◆ Given request
In the material below, substitute "with one dot" for every occurrence of "with a single marker" and reproduce all lines otherwise unchanged, omitting the pictures.

◆ Data excerpts
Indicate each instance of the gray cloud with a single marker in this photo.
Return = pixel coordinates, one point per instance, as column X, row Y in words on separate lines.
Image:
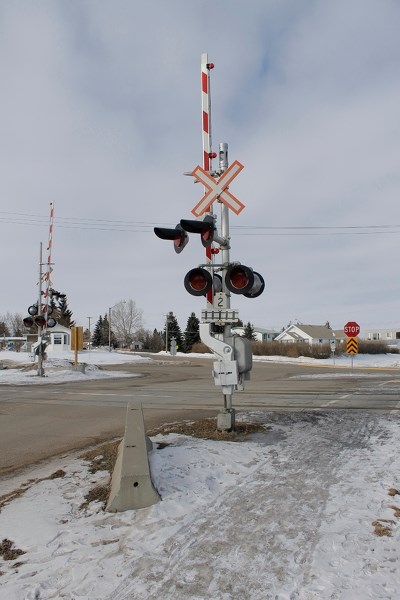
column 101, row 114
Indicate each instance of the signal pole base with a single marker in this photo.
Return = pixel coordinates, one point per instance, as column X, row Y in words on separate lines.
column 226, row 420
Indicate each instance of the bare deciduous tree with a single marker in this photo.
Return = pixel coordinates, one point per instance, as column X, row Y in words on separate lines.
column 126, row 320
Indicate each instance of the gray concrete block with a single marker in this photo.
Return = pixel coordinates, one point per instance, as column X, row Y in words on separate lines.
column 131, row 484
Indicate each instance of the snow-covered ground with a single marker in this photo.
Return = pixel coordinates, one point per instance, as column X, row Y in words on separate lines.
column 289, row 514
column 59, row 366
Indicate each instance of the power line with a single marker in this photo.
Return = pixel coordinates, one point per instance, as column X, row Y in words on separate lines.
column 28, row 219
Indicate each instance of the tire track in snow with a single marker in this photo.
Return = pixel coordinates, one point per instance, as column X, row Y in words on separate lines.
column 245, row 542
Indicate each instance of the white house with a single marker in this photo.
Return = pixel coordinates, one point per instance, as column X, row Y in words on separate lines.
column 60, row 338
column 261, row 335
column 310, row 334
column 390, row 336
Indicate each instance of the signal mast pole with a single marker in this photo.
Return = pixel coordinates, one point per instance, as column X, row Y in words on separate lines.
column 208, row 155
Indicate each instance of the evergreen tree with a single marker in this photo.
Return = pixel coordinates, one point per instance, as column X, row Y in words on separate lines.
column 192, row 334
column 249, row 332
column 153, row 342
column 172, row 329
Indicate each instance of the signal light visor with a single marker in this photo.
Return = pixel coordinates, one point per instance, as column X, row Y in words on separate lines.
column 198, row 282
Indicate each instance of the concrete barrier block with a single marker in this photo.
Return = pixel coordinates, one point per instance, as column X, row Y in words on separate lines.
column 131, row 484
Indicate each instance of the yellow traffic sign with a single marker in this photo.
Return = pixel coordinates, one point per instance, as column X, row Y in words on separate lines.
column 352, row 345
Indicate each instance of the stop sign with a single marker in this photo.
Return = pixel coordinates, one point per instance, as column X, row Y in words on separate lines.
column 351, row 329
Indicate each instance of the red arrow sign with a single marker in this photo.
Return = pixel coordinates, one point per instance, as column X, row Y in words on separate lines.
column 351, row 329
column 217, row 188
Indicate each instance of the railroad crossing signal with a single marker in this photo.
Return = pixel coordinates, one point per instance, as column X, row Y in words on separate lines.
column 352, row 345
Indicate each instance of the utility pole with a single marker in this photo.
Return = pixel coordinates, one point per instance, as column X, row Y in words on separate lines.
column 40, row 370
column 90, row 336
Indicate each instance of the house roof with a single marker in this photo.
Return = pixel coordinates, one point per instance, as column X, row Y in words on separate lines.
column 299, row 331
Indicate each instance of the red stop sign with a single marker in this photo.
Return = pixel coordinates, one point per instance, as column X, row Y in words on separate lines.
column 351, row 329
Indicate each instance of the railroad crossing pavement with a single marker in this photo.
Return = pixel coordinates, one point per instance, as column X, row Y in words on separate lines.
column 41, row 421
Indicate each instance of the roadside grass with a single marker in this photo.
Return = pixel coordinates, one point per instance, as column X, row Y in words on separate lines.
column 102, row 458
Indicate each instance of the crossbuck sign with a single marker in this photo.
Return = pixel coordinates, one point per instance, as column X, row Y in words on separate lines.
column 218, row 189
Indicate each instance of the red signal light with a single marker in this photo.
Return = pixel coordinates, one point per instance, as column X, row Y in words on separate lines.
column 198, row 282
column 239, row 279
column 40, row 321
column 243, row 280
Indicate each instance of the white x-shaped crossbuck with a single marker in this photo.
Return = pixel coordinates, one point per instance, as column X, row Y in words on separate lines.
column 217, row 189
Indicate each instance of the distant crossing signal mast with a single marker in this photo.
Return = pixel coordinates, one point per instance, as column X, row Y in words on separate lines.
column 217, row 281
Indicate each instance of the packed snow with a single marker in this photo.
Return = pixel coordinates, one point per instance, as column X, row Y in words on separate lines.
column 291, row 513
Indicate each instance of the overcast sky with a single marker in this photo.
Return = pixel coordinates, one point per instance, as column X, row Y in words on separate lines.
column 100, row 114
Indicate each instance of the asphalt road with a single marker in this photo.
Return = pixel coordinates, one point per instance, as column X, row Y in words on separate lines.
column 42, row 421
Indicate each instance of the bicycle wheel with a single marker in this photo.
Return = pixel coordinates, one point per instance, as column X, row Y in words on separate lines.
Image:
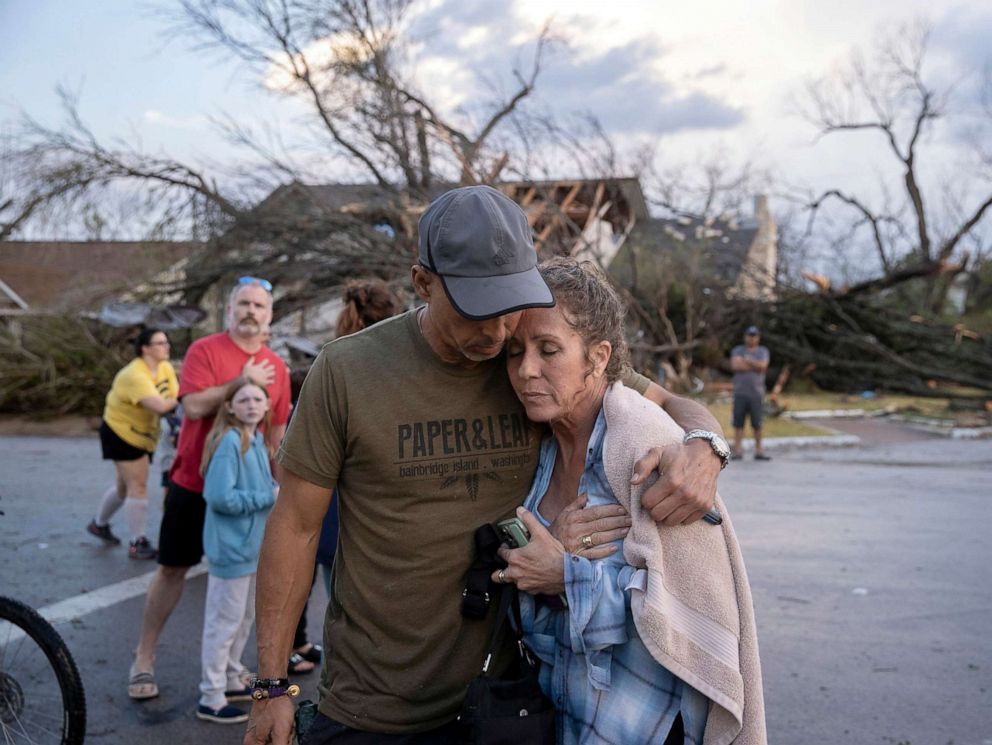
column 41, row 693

◆ Expected answer
Indicate each instance of the gray cloud with one dot in this photo.
Return = pixel coordinates, one point per instance, as column X, row Y in words on separate lines.
Image:
column 101, row 114
Indicate each instance of the signal pole base with one dot in this photo.
Return = pixel coordinates, one point per instance, as column X, row Y in words on separate lines.
column 226, row 420
Indicate each instance of the bare deciduous tree with one dot in this photo.
Return = pixel coordinates, one point per instance, as column X, row Y in words on separate lines.
column 126, row 320
Indicate each instance of the gray concrete block with one dot in this photo.
Return = pixel coordinates, one point per instance, as column X, row Y in words on separate lines.
column 131, row 484
Indicate each instance of the snow-covered ground with one dot in this photo.
Return = pixel coordinates, one point per instance, as column X, row Y in words on separate lines.
column 289, row 514
column 59, row 366
Indicate each instance of the power line with one dot in this photo.
Return = pixel coordinates, one point per instance, as column X, row Y in words on separate lines.
column 28, row 219
Indicate each instance of the tire track in snow with one dot in this photo.
Return = pixel coordinates, one point per instance, as column X, row Y in words on separate lines.
column 245, row 542
Indicate each instance of the white house with one dot in this photo.
Return = pixel coordinates, one point per instance, as column X, row Y in words on separate lines.
column 60, row 338
column 261, row 335
column 310, row 334
column 390, row 336
Indicate each instance of the signal mast pole with one dot in this photo.
Return = pixel coordinates, one point per instance, as column X, row Y in words on separate lines.
column 208, row 155
Indicate each instance of the evergreen tree with one dot in this photo.
Return = pixel coordinates, one point per instance, as column X, row Y in words on separate lines.
column 192, row 334
column 249, row 332
column 153, row 342
column 172, row 329
Indicate each instance of the signal light visor with one dot in this photo.
Return = pixel coordinates, one point per instance, as column X, row Y in words on separate lines.
column 198, row 282
Indicate each instance of the concrete barrier block with one dot in this photo.
Return = pixel coordinates, one point per instance, as column X, row Y in words on separate lines.
column 131, row 484
Indicate each instance of the yellow traffic sign with one dot in this photo.
Return = pixel coordinates, one point per instance, as column X, row Y in words on separate lines.
column 352, row 345
Indicate each instance of the stop sign with one dot in this photo.
Return = pixel coordinates, one point per instance, as column X, row Y in words on separate lines.
column 351, row 329
Indicate each instance of the red arrow sign with one dot in this photo.
Return = pixel coordinates, one point per instance, as column X, row Y in words on separate lines.
column 351, row 329
column 217, row 188
Indicate each instance of the railroad crossing signal with one dot in this photo.
Return = pixel coordinates, one point per instance, as column X, row Y in words on separate lines.
column 352, row 345
Indicate each instance of the utility pole with one dot in this photo.
Return = pixel coordinates, one point per instance, as column X, row Y in words on separate lines.
column 40, row 370
column 90, row 336
Indicate each instance of the house roof with one dot in this photo.
Return = pixel coordinates, one point per instance, as column X, row Y in words on separate lines.
column 299, row 331
Indicate each instance of the red stop sign with one dot in this photo.
Return = pixel coordinates, one point per instance, as column X, row Y in words on separate lines.
column 351, row 329
Indicate each instance of the railroad crossing pavement with one dot in this photo.
Return = pixel coordinates, one point per instance, as column X, row Y in words on separate lines.
column 41, row 421
Indicate each instance of the roadside grass with one dot in this photo.
Return = pixel coordinates, one point per instance, as column X, row Y in words on separate lines.
column 102, row 458
Indicate each instance of the crossbuck sign with one dot in this photo.
Return = pixel coordinates, one point per instance, as column X, row Y in words on separate lines.
column 218, row 189
Indicate each instance of the red signal light with one dot in this photo.
Return = pixel coordinates, one point per instance, as column X, row Y in words on separate lines.
column 198, row 282
column 239, row 279
column 40, row 321
column 243, row 280
Indicate each instance of the white x-shaped crossbuck with one dot in this photo.
Return = pixel coordinates, one point per instance, as column X, row Y in words on separate lines.
column 217, row 189
Indicate each instance of the distant crossing signal mast with one dot in this photo.
Return = pixel coordinates, one point per instance, as column X, row Y in words on separate lines.
column 217, row 281
Indicate each instance of the packed snow with one dot in this photo.
Return = pixel coordinates, one point per instance, as column X, row Y in words on separate lines.
column 291, row 513
Indicate each instance of the overcast sky with one dot in this photo.
Return = pixel coordinates, one point per instance, as column X, row Y in words on separate lines.
column 100, row 114
Indicate each instance of the asphalt road with one dot in this photo.
Return = pixel coordinates, one point per instance, as column X, row Y in words on separate lines.
column 42, row 421
Indicate each instance of the bicycle wheel with one dot in this photo.
Return = pixel coordinates, one point per instance, as column X, row Y in words on separate lines.
Image:
column 41, row 693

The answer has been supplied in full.